CONSIGNE:
Poursuivez, s'il vous plaît, le texte sur les initiatives françaises de partage de données, après sa dernière phrase.

EXTRAIT PRÉSENTÉ:

Le Health Data Hub, créé en France fin 2019, fédère 56 partenaires du secteur public et privé autour de la donnée de santé. L’organisation prescrit 4 axes stratégiques : mettre en valeur le patrimoine de données, faciliter l’usage des données, protéger les données des citoyens et innover avec l’ensemble des acteurs. Le partage de données entre les membres et en open data est inscrit dans la démarche.

Le consortium Space Data Marketplace, mis en orbite fin 2021 dans le cadre du plan spatial France Relance, vise à faciliter la circulation des données spatiales au niveau européen, avec un atterrissage autour de cas d’usage, entre autres, sur la mobilité, les infrastructures et l’environnement. Les données sont monétisées sur une plateforme commune encadrée par une gouvernance de confiance.

Ekitia (ex-Occitanie Data), association créée en janvier 2019 en cours de transformation en un GIP, rassemble une soixantaine de membres publics et privés et œuvre à développer l’économie de la donnée dans un cadre de confiance, éthique et souverain. Les entreprises qui la composent sont parfois concurrentes (coopétition).

LISTING:
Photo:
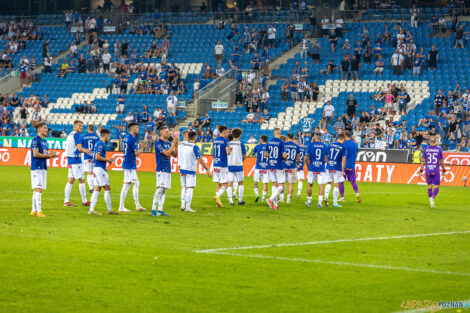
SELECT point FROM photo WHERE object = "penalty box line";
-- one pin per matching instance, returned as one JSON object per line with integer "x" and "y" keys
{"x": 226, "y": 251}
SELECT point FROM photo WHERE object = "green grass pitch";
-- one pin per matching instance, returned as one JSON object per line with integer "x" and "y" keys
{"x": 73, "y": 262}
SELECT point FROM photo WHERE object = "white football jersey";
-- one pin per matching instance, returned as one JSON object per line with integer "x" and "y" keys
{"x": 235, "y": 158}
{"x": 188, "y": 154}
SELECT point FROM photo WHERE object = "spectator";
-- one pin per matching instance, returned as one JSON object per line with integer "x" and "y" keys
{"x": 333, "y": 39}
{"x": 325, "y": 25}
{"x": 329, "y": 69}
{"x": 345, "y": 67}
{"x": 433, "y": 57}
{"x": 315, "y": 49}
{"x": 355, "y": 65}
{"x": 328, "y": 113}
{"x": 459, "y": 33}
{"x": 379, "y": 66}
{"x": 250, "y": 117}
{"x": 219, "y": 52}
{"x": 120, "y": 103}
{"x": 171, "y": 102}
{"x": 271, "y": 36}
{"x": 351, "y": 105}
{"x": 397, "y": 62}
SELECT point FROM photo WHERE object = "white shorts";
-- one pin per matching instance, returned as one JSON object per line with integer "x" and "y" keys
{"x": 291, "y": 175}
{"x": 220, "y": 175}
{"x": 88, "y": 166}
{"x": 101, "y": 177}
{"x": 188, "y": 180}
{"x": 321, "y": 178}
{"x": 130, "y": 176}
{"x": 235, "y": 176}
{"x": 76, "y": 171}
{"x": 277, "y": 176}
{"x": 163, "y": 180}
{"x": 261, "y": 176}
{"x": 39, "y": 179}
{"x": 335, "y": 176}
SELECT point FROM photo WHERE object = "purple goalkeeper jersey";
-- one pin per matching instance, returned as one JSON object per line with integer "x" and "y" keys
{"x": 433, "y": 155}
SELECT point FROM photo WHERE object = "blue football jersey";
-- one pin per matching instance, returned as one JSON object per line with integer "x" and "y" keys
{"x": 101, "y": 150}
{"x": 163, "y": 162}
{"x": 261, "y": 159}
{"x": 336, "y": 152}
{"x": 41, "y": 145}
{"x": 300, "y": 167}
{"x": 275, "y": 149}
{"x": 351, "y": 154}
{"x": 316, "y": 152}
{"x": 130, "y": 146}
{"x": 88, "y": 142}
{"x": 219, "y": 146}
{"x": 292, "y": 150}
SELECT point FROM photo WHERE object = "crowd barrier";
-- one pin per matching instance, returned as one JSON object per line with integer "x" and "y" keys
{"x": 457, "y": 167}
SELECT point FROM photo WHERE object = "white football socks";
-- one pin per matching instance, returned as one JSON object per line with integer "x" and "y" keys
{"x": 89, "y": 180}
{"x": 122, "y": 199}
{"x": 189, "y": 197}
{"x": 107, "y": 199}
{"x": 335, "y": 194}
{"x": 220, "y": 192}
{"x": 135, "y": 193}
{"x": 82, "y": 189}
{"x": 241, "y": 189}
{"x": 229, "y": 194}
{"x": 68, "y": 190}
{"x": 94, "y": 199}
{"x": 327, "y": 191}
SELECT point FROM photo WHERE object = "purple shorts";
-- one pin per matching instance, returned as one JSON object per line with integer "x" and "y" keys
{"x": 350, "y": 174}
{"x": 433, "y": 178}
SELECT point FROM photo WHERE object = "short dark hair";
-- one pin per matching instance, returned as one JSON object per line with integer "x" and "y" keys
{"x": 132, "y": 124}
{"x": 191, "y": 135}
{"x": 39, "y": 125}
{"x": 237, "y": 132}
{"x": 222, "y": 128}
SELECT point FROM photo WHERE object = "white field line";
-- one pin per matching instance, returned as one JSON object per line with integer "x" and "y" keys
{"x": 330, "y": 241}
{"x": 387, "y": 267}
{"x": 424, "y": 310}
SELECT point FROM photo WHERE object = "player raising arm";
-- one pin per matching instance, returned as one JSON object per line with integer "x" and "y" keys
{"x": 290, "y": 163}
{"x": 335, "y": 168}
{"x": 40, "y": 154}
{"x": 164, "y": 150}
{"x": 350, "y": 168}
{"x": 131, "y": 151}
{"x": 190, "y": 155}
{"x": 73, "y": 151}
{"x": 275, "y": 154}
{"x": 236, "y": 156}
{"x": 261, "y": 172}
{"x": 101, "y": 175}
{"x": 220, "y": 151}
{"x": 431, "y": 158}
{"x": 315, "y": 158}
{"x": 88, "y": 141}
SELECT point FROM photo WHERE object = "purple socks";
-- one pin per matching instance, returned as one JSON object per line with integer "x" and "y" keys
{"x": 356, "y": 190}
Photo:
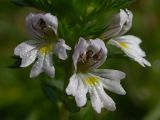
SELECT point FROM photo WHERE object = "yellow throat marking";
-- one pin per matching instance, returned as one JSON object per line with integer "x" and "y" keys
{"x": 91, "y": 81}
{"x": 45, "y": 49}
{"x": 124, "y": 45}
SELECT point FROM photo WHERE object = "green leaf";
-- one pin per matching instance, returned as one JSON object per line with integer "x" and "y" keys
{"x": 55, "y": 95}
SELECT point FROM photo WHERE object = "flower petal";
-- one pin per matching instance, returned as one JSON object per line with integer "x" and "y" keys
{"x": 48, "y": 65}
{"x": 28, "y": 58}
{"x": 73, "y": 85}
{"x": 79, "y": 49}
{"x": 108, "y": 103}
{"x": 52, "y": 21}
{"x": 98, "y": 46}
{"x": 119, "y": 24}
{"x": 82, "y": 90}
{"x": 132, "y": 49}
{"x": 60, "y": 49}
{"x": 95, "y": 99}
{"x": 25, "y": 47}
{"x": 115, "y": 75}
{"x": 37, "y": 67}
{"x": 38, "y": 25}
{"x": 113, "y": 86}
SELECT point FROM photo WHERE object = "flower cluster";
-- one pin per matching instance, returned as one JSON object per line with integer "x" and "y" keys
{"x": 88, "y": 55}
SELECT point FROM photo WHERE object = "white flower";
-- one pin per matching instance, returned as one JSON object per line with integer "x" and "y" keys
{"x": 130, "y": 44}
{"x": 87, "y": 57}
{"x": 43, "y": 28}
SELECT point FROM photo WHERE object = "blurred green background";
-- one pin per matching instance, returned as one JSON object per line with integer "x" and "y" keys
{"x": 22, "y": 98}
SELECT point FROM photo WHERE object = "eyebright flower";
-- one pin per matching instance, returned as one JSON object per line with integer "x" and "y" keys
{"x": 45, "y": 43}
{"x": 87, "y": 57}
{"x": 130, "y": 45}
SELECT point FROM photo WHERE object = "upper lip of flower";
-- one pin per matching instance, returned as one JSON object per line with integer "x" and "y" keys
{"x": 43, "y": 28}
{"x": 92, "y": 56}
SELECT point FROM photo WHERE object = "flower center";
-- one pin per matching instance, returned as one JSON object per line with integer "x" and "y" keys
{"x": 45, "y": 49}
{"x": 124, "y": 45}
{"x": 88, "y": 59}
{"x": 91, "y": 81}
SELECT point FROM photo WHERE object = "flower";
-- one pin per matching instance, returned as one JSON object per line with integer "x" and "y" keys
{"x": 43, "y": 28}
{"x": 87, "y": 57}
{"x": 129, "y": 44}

CORRIGÉ:
L’Open Ag Data Alliance, dont la première graine a été plantée aux Etats-Unis en 2014, fertilise le partage de données grâce notamment à la standardisation de protocoles d’échange.

Num-Alim, Société Coopérative d’Intérêt Collectif, alimente une base de données grâce à l’implication d’une quarantaine de membres associations ou entreprises. Montée en qualité et valorisation sont les ingrédients de la plateforme de partage de données agro-alimentaire.

Île-de-France Smart Services, est un chantier lancé par la Région Ile de France depuis fin 2019 autour de l’idée d’un smart territoires, vision étendue du concept de ville intelligente ou smart city en anglais. L’objectif est de construire des services grâce aux données apportées par les acteurs publics et privés. Le club partenaire affiche plus de 150 membres et une ambition autour d’un partage entre partenaires et également en open data.

 

La Data open innovation a-t-elle vraiment un avenir ?

 

Pour répondre à cette question, je vais laisser la place à trois experts : Mick Levy, Laurence Joly et Sea Matilda Bez.

Présentation de Mick Levy avant son texte sur la Data Open Innovation

 

La Data Open Innovation est le prochain palier de maturité des entreprises data-driven. Bien plus qu’un sujet d’avenir, elle va permettre l’avènement des entreprises plateformes. Ces entreprises hyper agiles, savent non seulement créer de la valeur avec leur patrimoine de données, mais aussi par l’échange de données avec des partenaires, des autres organismes publics ou privés, l’open data, etc.

C’est ainsi que la mise en commun de données va permettre les concepts de federated learning et d’inventer des usages dans lesquels plusieurs organisations créeront de la valeur et de nouvelles sources de revenus.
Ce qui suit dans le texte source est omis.